**YOUR ASSIGNMENT**. Everything in the entries below must be output exactly, apart from the pictures.

START AVAILABLE DATA

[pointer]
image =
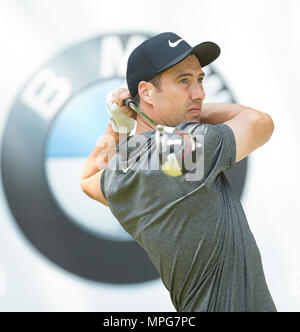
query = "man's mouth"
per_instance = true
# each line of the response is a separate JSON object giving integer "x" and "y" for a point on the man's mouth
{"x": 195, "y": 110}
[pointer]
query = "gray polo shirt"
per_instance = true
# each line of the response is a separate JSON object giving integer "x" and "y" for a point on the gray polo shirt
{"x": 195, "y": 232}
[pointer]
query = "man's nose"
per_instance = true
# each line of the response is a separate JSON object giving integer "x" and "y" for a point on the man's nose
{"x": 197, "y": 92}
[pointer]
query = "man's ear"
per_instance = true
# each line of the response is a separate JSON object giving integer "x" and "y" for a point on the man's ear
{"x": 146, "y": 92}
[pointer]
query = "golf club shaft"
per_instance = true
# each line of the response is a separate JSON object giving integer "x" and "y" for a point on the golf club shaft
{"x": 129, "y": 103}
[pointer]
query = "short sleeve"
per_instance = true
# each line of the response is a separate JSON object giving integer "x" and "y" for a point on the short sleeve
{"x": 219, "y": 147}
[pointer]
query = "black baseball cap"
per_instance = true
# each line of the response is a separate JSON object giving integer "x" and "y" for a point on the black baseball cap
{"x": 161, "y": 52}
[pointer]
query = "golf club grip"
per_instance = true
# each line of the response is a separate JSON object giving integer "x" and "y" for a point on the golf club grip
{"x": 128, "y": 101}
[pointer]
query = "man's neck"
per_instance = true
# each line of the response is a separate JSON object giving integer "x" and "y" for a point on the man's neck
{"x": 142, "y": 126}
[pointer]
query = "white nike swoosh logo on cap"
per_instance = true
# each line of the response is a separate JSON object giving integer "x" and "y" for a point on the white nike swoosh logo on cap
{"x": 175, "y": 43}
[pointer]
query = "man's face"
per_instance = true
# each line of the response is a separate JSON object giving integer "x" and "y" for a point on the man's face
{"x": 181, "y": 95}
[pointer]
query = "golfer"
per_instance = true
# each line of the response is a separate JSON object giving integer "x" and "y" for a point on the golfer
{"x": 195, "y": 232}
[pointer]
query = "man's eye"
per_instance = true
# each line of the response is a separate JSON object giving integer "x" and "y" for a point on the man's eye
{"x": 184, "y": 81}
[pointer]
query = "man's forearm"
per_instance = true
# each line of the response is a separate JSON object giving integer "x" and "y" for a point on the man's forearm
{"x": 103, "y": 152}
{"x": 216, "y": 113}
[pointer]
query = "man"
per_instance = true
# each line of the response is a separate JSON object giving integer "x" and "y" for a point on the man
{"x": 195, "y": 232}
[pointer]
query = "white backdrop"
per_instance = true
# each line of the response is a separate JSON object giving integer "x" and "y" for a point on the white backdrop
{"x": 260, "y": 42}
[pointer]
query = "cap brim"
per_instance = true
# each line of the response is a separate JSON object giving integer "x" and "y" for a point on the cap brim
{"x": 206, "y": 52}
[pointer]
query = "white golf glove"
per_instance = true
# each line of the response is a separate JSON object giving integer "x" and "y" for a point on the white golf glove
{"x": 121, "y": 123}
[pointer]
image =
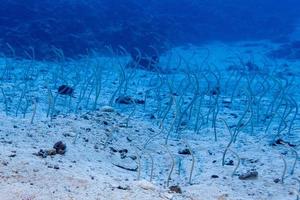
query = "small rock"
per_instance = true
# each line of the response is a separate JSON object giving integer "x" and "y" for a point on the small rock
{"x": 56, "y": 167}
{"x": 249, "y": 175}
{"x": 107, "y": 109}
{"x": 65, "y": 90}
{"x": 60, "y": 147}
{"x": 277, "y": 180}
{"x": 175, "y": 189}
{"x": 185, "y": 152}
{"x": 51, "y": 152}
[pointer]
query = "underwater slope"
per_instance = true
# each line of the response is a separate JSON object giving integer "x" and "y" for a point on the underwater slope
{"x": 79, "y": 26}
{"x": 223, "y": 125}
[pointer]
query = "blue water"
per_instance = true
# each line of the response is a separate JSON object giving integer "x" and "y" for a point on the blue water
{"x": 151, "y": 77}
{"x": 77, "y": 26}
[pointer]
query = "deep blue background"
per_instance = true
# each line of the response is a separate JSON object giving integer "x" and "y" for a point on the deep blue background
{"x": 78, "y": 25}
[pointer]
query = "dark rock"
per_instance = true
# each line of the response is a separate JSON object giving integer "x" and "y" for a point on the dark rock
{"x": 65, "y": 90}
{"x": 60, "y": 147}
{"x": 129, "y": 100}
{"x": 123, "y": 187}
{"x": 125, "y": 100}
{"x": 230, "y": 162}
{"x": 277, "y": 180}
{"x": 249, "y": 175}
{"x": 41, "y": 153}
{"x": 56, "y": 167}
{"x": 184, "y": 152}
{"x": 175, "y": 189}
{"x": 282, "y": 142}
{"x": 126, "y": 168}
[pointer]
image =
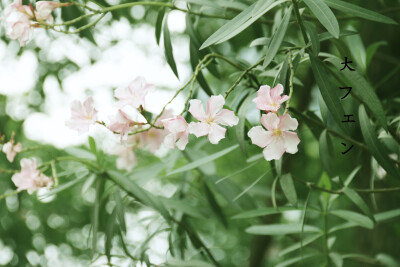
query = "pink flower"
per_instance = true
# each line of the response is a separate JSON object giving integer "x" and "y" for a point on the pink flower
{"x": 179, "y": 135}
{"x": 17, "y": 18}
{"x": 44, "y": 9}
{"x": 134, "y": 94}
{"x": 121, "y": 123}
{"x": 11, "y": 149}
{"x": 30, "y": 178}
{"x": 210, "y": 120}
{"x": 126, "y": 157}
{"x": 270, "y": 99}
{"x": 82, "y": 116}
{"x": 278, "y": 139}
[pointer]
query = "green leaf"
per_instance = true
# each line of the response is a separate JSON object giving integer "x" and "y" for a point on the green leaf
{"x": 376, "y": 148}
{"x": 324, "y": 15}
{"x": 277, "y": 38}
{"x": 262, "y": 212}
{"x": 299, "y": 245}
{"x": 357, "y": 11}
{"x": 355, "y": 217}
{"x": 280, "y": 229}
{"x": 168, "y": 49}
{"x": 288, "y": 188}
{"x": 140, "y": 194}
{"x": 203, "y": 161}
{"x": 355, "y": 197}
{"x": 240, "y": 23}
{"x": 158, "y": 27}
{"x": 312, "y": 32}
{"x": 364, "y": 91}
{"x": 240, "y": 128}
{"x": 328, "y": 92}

END AVAILABLE DATA

**REPLY TO THE EXERCISE**.
[pointer]
image =
query = "man's mouth"
per_instance = true
# each line of the response is a separate JSON object giving integer "x" and "y" for a point on the man's mouth
{"x": 195, "y": 110}
[pointer]
query = "gray polo shirt"
per_instance = true
# each line of the response is a separate JSON object giving integer "x" and "y" for a point on the gray polo shirt
{"x": 195, "y": 232}
[pointer]
query = "man's nose"
per_instance = true
# each line of the response is a separate JSON object giving integer "x" and "y" for a point on the man's nose
{"x": 197, "y": 92}
[pointer]
query = "man's ear"
per_instance = true
# each line of the response is a separate JSON object giving integer "x" and "y" for a point on the man's ear
{"x": 146, "y": 92}
[pointer]
query = "golf club shaft"
per_instance = true
# each line of the response is a separate JSON object giving integer "x" and "y" for a point on the golf club shaft
{"x": 129, "y": 103}
[pointer]
query = "short sleeve"
per_instance = true
# each line of the response is a separate JSON object giving integer "x" and "y" for a point on the short sleeve
{"x": 219, "y": 147}
[pointer]
query = "black baseball cap"
per_instance = true
# each line of the response is a separate JSON object giving integer "x" and "y" for a point on the black baseball cap
{"x": 161, "y": 52}
[pointer]
query = "golf club grip"
per_instance = true
# each line of the response is a separate JSON object giving integer "x" and "y" for a point on the golf club grip
{"x": 128, "y": 101}
[pointer]
query = "man's neck"
per_instance = true
# each line of the response is a separate JSON object giving integer "x" and "y" for a point on the man's neck
{"x": 142, "y": 126}
[pointer]
query = "white nike swoosh logo on cap"
per_instance = true
# each line of the response is a separate JSON object giving integer "x" and "y" for a point on the white nike swoosh logo on cap
{"x": 175, "y": 43}
[pointer]
query = "man's face"
per_instance = true
# each line of the response is a separate JSON object giving integer "x" and "y" for a point on the man's face
{"x": 181, "y": 95}
[pointer]
query = "golfer"
per_instance = true
# each line of the response is a separate JSON object giving integer "x" and "y" for a point on the golfer
{"x": 195, "y": 232}
[pointer]
query = "man's eye"
per_instance = true
# each line of the response is a separate JSON object giving integer "x" and "y" for a point on the man's eye
{"x": 184, "y": 81}
[pointer]
query = "man's forearm"
per_instance = true
# each line of the response is a separate JSON object giving integer "x" and "y" for a point on the man's forearm
{"x": 103, "y": 152}
{"x": 216, "y": 113}
[pointer]
query = "man"
per_instance = true
# each line of the response is a separate JSON object giving integer "x" and "y" for a point on the man
{"x": 195, "y": 232}
[pointer]
query = "white backdrop"
per_instance = true
# each line of the response is a separate JSON object giving integer "x" and "y" for a point on the white backdrop
{"x": 260, "y": 42}
[pointer]
query = "cap brim"
per_instance = true
# each line of the response is a separate JSON object giving integer "x" and "y" for a point on the cap brim
{"x": 206, "y": 52}
[pointer]
query = "white golf glove"
per_instance = true
# each line of the response is a separate JSON object giving integer "x" and "y" for a point on the white golf glove
{"x": 121, "y": 123}
[pointer]
image =
query = "small rock"
per_instance = true
# each line of the response is a separate JSON object giving integer "x" and "y" for a point on the small rock
{"x": 56, "y": 167}
{"x": 249, "y": 175}
{"x": 107, "y": 109}
{"x": 65, "y": 90}
{"x": 60, "y": 147}
{"x": 277, "y": 180}
{"x": 175, "y": 189}
{"x": 185, "y": 152}
{"x": 51, "y": 152}
[pointer]
query = "underwater slope"
per_instance = true
# each line of the response is a separate JSON object giving integer "x" and "y" for a point on the underwater slope
{"x": 79, "y": 26}
{"x": 223, "y": 125}
[pointer]
query = "blue water"
per_instance = true
# each line of the response is a separate JSON object giving integer "x" and "y" for a point on the blue water
{"x": 151, "y": 77}
{"x": 77, "y": 26}
[pointer]
query = "deep blue background"
per_instance = true
# each line of the response is a separate JSON object giving integer "x" and "y" for a point on the deep blue background
{"x": 78, "y": 25}
[pointer]
query = "dark rock"
per_instance = true
# each line of the response is a separate JSON object giving integer "x" and "y" for a point on the dark rock
{"x": 65, "y": 90}
{"x": 60, "y": 147}
{"x": 129, "y": 100}
{"x": 123, "y": 187}
{"x": 125, "y": 100}
{"x": 230, "y": 162}
{"x": 277, "y": 180}
{"x": 249, "y": 175}
{"x": 41, "y": 153}
{"x": 56, "y": 167}
{"x": 184, "y": 152}
{"x": 175, "y": 189}
{"x": 282, "y": 142}
{"x": 126, "y": 168}
[pointer]
image =
query = "pink flower"
per_instance = true
# each line of the response is a separate JSON object giving integer "x" and "y" for a point on the pink flower
{"x": 179, "y": 135}
{"x": 17, "y": 18}
{"x": 44, "y": 9}
{"x": 134, "y": 94}
{"x": 121, "y": 123}
{"x": 11, "y": 149}
{"x": 30, "y": 178}
{"x": 210, "y": 120}
{"x": 126, "y": 157}
{"x": 270, "y": 99}
{"x": 82, "y": 116}
{"x": 278, "y": 139}
[pointer]
query = "green leaf"
per_instance = true
# each line of the response is a separate JSON object giving integer "x" and "y" for a point on the green leaf
{"x": 376, "y": 148}
{"x": 324, "y": 15}
{"x": 277, "y": 38}
{"x": 262, "y": 212}
{"x": 299, "y": 245}
{"x": 357, "y": 11}
{"x": 355, "y": 217}
{"x": 280, "y": 229}
{"x": 168, "y": 49}
{"x": 288, "y": 188}
{"x": 140, "y": 194}
{"x": 203, "y": 161}
{"x": 355, "y": 197}
{"x": 240, "y": 23}
{"x": 158, "y": 27}
{"x": 312, "y": 32}
{"x": 364, "y": 91}
{"x": 240, "y": 128}
{"x": 328, "y": 92}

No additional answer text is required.